— Task prompt —
Set every record down verbatim and omit the pictures.
— Begin Data supplied —
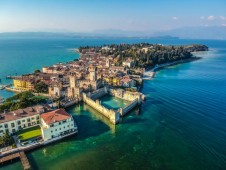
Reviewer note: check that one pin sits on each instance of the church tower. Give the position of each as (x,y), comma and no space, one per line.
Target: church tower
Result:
(72,79)
(93,73)
(108,62)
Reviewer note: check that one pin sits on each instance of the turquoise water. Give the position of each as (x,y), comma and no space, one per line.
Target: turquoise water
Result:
(111,102)
(181,125)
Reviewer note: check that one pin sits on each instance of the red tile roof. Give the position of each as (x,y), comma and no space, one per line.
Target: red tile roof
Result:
(55,116)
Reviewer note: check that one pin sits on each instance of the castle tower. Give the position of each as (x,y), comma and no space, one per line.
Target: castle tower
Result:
(72,79)
(93,73)
(108,62)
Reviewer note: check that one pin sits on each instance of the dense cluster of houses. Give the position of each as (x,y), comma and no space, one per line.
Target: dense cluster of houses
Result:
(91,71)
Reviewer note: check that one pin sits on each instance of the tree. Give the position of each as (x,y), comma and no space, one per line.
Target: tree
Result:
(41,87)
(37,71)
(6,140)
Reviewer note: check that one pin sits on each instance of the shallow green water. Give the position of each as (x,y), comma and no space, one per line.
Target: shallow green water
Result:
(181,125)
(111,102)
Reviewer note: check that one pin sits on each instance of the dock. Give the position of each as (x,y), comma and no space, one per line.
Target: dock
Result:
(25,163)
(12,77)
(9,157)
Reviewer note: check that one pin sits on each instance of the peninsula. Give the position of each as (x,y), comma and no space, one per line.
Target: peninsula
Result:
(35,116)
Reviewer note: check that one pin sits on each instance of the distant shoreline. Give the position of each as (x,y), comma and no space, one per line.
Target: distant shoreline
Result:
(150,74)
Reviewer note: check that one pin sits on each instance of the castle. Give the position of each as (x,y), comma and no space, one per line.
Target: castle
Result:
(78,85)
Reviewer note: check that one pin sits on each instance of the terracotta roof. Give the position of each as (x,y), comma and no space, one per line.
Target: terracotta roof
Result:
(22,113)
(55,116)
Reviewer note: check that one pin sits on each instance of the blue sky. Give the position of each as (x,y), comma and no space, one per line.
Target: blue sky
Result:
(90,15)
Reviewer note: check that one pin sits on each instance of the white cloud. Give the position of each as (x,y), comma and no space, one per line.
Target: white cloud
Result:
(222,17)
(175,18)
(202,17)
(211,17)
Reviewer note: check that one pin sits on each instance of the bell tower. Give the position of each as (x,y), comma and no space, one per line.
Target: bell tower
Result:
(72,79)
(108,62)
(93,73)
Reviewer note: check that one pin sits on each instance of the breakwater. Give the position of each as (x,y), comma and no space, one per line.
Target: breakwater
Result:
(112,115)
(91,99)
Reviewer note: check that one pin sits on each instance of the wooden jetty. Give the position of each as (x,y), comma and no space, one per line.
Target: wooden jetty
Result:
(24,161)
(21,155)
(9,157)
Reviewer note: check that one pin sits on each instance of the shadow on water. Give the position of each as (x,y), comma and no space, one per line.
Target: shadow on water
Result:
(153,101)
(32,162)
(134,120)
(88,127)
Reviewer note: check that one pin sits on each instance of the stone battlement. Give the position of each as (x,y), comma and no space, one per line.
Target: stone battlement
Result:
(112,115)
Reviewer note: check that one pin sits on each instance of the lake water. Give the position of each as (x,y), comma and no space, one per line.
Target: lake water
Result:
(181,125)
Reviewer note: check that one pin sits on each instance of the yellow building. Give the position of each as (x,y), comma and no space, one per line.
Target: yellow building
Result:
(23,84)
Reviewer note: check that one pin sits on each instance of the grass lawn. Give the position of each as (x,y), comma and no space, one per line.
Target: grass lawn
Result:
(29,133)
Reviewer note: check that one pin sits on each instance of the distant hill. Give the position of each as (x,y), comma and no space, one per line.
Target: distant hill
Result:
(186,33)
(217,32)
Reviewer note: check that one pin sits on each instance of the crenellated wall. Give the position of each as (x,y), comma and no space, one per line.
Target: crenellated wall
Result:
(112,115)
(135,99)
(129,107)
(126,95)
(98,93)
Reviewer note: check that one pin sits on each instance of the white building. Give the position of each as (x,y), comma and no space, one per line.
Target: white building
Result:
(129,63)
(53,123)
(57,123)
(11,122)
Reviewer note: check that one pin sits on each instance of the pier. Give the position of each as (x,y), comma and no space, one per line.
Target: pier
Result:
— End Data supplied —
— Output of the exercise —
Reviewer note: check that one pin sits on each instance of the church tower. Give the position of each as (x,y), comma and no space, one per line.
Target: church tower
Result:
(72,79)
(93,73)
(108,62)
Reviewer note: check that one pin sits on each instance of the turquoise water. Give the position of each as (x,y), comma and no space, one per line.
Target: turquoise water
Result:
(111,102)
(181,125)
Reviewer note: check that one pin sits on each instance of the red tile roof. Give the position of each as (x,y), comma and no space, one per line.
Target: red tile roof
Result:
(55,116)
Reviewer note: check that one pin sits on each instance of the castle tower. Give the position of each as (x,y), comma and no space, one per line.
Target: castle tower
Result:
(72,79)
(93,73)
(108,62)
Reviewer note: check that one pin sits on each instance of the dense cluster of houses. Give the position of each as (x,y), comma and no space, one per line.
Target: dense cluster of houses
Result:
(91,71)
Reviewer note: check that one pin sits on each instance of the tree. Give the position of each as (x,y), comma and no space, one per line.
Target: tree
Result:
(41,87)
(37,71)
(6,140)
Reviewer note: check that one pin sits on each instance of the shallow green water. Give the position of each as (x,y), comma and no space, one per line.
Target: shallow green water
Result:
(181,125)
(111,102)
Reviewer note: check that one pin sits on each instance of the dock. Give the position of each as (x,y), comma and no space, one per line.
Target: dock
Result:
(25,163)
(12,77)
(9,157)
Reviewer note: check that one pin sits on each instance of the peninsula. Give the position of each as (x,y), comma and no space, one per line.
Target: peninsula
Result:
(35,116)
Reviewer note: check that one pin sits on each instance of the distant shoreline. Give the position of each as (x,y), comma and no space, one per line.
Target: distant shoreline
Result:
(150,74)
Reviewer note: check that one pin sits on each instance of the castle. Give the position of each as (x,y), comma and no space, one per line.
Target: castle
Result:
(78,85)
Reviewer note: check that one pin sits on each instance of the terracotta roof. Give the position of each as (x,y), comma and no space, one per line.
Target: terracotta roof
Result:
(22,113)
(55,116)
Reviewer note: check that one pin sits on each instance of the blue sky. Give the position of each as (x,y), comma and no space, one per line.
Target: blue sky
Result:
(90,15)
Reviewer note: check that one pin sits on each instance of the white cloud. Give the position of each as (x,y), comma and no space, one per line.
Target: white cloud
Result:
(222,17)
(175,18)
(202,17)
(211,17)
Reviewer note: check that one pin sits on each instance of the bell tower. Give the position of each as (x,y), comma and no space, one per line.
Target: bell tower
Result:
(72,79)
(108,62)
(93,73)
Reviewer note: check that one pin sits on each instance of the breakwater. Give the position of each as (x,y), comma and no space, one per line.
Target: breakwater
Result:
(112,115)
(91,99)
Reviewer note: check that one pin sits on each instance of the wooden jetty. Give the position of each as (x,y), comma and no space, one per line.
Target: wooden jetty
Result:
(24,161)
(21,155)
(9,157)
Reviewer note: check that one pin sits on each instance of the shadow on water. Give the position of each as (x,y), comma and no space, one per line.
Target: shadow on water
Result:
(153,101)
(32,162)
(134,120)
(88,127)
Reviewer note: check that one pin sits on each instance of the stone battlement. Give the position of each as (x,y), comma and no space, one per line.
Target: stone battlement
Result:
(112,115)
Reviewer note: check that one pin sits on each instance of the lake water. Give the position of each as (x,y), comma and no space, one per line.
Target: lake water
Result:
(181,125)
Reviewer note: check that one pin sits on each instance of the yellow building. Give the position of each as (x,y), comma and no space, one per line.
Target: yellow building
Result:
(23,84)
Reviewer note: check that one pin sits on each instance of the grass lawn. Give the position of each as (x,y), comma and no space, one per line.
Target: grass lawn
Result:
(29,133)
Reviewer note: check that one pin sits on each instance of the distant hill. Give the position of each as (x,y), comma and no space, one per line.
Target: distant hill
Result:
(186,33)
(217,32)
Reviewer note: check that one pin sits on each instance of the crenellated wall. Give the position of each as (x,y), comma and no space, one per line.
Target: crenellated wall
Result:
(112,115)
(135,99)
(129,107)
(126,95)
(98,93)
Reviewer note: check that one pin sits on each instance of the white building. Give the position of each as (x,y), comma and no space, one per line.
Target: white building
Result:
(129,63)
(53,123)
(57,123)
(11,122)
Reviewer note: check that one pin sits on each instance of the pier. Give the position of each as (x,y), comma and no space, one per line.
Target: pier
Result:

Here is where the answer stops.